> _Text passage_:
* * * * * * * * *

Social Security’s #1 Priority: Raise Share of Payroll Tax Going to Disability Insurance

The Social Security trustees’ new report shows why the program’s immediate priority should be to raise the share of payroll taxes allocated to Disability Insurance (DI) and lower the share allocated to Old-Age and Survivors Insurance to keep the DI trust fund from running out in 2016.  Nine million disabled workers face a 20 percent across-the-board cut in DI benefits if the trust fund is depleted.

Social Security’s disability and retirement programs are closely linked, so ideally Congress would address DI’s finances as part of a long-term solvency package for Social Security as a whole — one that extends the solvency of both trust funds well beyond 2033, when the combined trust funds face exhaustion.  Enacting a balanced solvency package before late 2016, however, is highly unlikely.

Surveys find that Americans are willing to pay higher Social Security taxes to preserve and strengthen Social Security for future generations.  Yet some politicians argue for preserving solvency solely through benefit cuts.  Bridging such sharp divisions will be difficult, and holding DI beneficiaries hostage by refusing to reallocate payroll taxes wouldn’t make the task any easier — or success more likely.

* * * * * * * * *

> _Dataset excerpt_:

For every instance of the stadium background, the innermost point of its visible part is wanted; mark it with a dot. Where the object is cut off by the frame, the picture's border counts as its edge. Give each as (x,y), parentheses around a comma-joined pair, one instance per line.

* * * * * * * * *

> _Tasks to perform_:
• a. In the Social Security passage above the listing, begin at the words "Social Security’s disability" and stop after "is highly unlikely.". Echo that part word for word.
• b. Carry on the text about funding Social Security disability benefits from the point where it stops.

> _The answers_:
• a.
Social Security’s disability and retirement programs are closely linked, so ideally Congress would address DI’s finances as part of a long-term solvency package for Social Security as a whole — one that extends the solvency of both trust funds well beyond 2033, when the combined trust funds face exhaustion.  Enacting a balanced solvency package before late 2016, however, is highly unlikely.

• b.
Reallocation is unavoidable.  Even if policymakers miraculously agreed on a balanced solvency package by 2016, any changes in DI benefits or eligibility would phase in gradually and hence do little to replenish the DI trust fund by 2016.

Reallocation is a historically noncontroversial action that policymakers have often taken to shift resources between the two trust funds, in either direction.  Both the Bush and Clinton Administrations endorsed it in the early 1990s, and Congress enacted it in 1994 without a single dissenting voice.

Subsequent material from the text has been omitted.